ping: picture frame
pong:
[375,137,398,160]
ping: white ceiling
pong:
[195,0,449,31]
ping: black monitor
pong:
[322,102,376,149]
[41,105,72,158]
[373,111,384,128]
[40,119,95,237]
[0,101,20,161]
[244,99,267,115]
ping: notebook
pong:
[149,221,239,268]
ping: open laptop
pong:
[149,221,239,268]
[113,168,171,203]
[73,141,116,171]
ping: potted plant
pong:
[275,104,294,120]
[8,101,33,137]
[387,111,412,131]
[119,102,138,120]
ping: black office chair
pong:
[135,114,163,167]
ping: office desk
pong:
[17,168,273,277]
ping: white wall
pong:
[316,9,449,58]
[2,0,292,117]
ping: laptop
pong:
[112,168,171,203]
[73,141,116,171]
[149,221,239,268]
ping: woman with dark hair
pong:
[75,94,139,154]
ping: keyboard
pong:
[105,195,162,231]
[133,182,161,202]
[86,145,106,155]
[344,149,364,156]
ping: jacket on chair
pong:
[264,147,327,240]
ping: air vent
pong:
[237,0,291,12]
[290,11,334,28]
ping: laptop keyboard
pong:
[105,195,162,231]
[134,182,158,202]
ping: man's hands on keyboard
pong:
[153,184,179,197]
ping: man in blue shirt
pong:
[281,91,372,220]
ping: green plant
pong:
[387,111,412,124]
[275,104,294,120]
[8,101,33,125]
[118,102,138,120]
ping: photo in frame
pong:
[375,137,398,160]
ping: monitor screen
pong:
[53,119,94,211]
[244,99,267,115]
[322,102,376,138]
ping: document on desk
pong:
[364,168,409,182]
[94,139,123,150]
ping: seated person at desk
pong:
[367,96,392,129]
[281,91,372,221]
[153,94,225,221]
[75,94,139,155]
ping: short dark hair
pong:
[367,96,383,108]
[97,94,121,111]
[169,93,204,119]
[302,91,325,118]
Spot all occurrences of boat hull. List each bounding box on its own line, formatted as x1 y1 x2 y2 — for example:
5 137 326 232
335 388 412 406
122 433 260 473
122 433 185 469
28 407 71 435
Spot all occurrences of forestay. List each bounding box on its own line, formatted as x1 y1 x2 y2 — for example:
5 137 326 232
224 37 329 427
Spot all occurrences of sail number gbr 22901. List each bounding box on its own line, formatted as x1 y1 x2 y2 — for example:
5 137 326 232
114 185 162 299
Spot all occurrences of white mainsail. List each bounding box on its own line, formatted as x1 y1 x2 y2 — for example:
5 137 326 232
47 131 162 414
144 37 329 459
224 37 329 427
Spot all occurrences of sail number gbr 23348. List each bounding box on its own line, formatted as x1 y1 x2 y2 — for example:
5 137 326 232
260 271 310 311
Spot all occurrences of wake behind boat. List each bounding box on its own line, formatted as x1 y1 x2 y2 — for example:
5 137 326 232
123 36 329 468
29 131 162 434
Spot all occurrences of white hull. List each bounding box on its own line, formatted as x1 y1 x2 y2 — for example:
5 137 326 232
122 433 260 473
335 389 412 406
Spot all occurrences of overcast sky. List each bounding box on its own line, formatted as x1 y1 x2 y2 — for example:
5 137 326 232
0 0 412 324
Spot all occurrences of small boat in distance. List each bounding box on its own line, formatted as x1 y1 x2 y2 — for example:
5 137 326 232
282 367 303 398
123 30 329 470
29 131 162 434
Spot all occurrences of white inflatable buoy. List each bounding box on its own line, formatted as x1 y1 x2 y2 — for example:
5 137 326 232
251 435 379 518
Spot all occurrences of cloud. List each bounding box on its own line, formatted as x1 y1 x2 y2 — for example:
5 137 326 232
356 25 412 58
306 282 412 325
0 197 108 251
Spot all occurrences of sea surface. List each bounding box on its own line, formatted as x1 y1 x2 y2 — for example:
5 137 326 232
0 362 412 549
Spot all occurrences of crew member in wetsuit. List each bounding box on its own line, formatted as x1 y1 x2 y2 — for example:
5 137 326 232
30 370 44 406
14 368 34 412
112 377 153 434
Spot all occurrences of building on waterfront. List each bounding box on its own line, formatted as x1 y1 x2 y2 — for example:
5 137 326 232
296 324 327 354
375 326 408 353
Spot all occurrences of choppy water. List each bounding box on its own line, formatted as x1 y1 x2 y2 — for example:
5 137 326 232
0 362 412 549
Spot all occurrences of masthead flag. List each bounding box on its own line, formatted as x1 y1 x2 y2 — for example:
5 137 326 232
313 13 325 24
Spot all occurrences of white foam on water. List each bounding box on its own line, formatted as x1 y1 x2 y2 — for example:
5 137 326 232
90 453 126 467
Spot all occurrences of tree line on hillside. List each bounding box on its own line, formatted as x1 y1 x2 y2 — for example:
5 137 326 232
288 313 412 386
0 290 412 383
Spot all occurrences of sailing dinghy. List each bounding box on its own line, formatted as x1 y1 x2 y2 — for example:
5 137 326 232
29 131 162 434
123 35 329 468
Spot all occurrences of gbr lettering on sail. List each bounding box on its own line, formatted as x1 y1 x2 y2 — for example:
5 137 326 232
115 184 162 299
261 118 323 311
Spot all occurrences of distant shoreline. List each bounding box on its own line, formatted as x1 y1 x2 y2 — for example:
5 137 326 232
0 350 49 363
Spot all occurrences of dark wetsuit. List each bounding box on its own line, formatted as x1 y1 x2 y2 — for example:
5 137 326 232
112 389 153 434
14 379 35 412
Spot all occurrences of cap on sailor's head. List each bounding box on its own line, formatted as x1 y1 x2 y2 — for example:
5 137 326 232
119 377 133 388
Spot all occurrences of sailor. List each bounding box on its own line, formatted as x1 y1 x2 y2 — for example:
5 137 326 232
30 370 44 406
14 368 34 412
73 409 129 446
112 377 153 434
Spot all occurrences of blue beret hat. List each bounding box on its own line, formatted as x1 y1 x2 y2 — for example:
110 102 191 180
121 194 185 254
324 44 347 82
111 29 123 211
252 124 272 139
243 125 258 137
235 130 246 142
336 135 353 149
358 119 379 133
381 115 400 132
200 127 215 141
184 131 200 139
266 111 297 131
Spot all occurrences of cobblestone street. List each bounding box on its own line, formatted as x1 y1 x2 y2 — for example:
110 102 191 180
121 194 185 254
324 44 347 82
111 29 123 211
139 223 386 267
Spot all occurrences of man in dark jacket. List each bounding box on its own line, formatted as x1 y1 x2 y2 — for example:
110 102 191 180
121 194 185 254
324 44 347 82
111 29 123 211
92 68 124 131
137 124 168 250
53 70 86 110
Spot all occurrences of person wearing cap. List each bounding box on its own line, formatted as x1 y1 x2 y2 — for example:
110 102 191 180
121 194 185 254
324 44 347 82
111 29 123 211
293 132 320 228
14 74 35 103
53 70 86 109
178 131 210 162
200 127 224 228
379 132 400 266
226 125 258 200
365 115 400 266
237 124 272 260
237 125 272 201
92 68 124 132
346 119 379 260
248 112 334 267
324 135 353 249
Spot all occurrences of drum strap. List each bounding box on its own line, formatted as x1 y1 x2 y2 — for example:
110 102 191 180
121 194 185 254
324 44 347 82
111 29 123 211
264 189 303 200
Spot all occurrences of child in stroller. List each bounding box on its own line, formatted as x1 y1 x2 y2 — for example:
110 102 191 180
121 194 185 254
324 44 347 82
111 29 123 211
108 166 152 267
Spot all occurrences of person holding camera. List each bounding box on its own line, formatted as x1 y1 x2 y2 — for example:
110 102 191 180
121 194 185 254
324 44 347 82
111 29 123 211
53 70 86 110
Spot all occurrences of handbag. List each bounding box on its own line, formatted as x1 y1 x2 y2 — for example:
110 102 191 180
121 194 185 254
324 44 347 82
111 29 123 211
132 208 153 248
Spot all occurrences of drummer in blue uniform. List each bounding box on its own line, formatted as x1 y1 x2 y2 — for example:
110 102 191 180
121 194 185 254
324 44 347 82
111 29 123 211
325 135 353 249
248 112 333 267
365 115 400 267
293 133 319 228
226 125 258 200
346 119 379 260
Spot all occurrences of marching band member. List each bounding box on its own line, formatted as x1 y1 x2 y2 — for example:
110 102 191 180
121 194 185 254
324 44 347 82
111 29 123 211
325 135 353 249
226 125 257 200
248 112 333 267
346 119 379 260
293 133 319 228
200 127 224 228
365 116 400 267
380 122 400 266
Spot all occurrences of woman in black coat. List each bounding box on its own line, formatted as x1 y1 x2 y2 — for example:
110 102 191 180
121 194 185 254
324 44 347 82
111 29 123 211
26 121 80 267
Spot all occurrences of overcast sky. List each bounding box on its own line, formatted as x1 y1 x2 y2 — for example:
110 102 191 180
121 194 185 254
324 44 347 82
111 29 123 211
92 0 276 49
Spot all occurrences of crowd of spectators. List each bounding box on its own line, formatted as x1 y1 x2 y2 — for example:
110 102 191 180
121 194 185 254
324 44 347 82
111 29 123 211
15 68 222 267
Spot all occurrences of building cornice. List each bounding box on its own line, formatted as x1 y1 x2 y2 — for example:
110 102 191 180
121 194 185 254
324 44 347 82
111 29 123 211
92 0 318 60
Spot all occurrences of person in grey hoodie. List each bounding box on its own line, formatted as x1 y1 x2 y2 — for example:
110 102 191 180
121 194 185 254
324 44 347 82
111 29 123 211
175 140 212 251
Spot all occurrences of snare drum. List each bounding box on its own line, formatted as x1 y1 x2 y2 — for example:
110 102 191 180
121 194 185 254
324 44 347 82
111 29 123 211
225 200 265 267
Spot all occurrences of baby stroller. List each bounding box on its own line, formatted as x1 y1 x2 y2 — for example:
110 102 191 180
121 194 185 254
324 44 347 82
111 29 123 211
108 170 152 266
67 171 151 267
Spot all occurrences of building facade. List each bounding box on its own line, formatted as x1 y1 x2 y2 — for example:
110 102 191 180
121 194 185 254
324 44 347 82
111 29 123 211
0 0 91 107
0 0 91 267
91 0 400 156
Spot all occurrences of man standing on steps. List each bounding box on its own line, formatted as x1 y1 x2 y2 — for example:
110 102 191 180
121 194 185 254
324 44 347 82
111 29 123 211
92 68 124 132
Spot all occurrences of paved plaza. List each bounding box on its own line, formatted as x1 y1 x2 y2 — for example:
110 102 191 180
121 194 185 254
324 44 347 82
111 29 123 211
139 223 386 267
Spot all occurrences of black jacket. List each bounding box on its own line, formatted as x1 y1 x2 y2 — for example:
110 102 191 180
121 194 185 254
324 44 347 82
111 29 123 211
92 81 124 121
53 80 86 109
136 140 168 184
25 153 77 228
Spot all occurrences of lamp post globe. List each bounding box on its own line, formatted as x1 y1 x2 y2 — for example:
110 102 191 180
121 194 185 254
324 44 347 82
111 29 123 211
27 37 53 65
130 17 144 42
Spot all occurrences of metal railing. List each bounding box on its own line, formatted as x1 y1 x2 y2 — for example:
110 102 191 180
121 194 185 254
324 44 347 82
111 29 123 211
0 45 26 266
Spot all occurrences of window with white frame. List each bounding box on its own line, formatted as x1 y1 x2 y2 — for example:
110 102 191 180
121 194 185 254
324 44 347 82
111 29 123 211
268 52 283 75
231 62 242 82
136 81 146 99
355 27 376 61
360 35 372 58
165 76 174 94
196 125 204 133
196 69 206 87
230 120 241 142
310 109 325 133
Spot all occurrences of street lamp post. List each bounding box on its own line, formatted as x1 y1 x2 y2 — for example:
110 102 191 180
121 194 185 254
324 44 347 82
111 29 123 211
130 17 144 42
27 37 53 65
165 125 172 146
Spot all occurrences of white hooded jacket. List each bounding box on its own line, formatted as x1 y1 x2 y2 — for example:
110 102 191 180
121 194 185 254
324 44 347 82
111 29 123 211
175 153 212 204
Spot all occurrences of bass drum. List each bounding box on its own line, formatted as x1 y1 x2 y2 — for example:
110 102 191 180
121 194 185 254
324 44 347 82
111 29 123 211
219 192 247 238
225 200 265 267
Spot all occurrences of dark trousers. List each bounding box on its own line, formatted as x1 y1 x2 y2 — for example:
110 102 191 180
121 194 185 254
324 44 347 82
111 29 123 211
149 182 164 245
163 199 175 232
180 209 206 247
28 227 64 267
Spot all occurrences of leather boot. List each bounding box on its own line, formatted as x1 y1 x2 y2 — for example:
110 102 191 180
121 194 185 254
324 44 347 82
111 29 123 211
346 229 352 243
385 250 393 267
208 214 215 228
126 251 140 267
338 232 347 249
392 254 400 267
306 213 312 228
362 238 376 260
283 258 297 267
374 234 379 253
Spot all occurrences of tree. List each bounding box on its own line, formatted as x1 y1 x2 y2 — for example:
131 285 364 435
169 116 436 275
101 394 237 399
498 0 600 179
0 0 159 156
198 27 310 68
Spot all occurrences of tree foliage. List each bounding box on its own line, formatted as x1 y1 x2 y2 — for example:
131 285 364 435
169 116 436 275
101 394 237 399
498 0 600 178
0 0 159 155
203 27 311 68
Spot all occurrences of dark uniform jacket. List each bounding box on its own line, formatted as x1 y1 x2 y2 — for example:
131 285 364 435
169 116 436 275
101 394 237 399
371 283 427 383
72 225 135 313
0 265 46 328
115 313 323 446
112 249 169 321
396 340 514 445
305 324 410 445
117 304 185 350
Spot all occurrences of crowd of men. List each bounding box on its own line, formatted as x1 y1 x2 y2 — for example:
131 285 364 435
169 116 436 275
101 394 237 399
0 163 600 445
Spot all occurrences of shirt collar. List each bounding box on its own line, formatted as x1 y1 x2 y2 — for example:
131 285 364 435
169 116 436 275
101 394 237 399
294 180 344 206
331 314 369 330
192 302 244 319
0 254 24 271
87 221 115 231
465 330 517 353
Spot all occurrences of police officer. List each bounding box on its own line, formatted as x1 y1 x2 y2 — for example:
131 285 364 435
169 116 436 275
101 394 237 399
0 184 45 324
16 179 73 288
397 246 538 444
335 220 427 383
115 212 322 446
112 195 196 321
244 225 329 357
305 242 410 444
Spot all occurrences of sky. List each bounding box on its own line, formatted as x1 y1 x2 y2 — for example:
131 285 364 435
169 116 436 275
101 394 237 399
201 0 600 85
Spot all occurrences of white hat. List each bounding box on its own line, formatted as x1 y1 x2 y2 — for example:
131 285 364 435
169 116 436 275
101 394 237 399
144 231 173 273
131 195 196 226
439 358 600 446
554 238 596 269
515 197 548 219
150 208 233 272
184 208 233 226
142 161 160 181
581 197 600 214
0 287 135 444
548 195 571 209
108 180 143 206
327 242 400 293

--------

Task to complete: Copy the data from its first line through the line that contains "[75,94,139,154]", substituting "study" for every "office" and leaving everything else unchanged.

Full response:
ping: picture frame
pong:
[375,137,398,160]
ping: white ceiling
pong:
[195,0,449,31]
ping: black monitor
pong:
[322,102,376,149]
[41,105,72,158]
[373,111,384,128]
[40,119,95,237]
[0,101,20,161]
[244,99,267,115]
ping: notebook
pong:
[149,221,239,268]
ping: open laptop
pong:
[149,221,239,268]
[113,168,171,203]
[73,141,116,171]
ping: potted plant
pong:
[275,104,294,120]
[8,101,33,137]
[387,111,412,131]
[119,102,138,120]
ping: black study chair
pong:
[135,114,163,167]
ping: study desk
pong:
[17,168,273,277]
ping: white wall
pong:
[316,9,449,58]
[2,0,292,117]
ping: laptop
pong:
[112,168,171,203]
[73,141,116,171]
[149,221,239,268]
ping: woman with dark hair
pong:
[75,94,139,154]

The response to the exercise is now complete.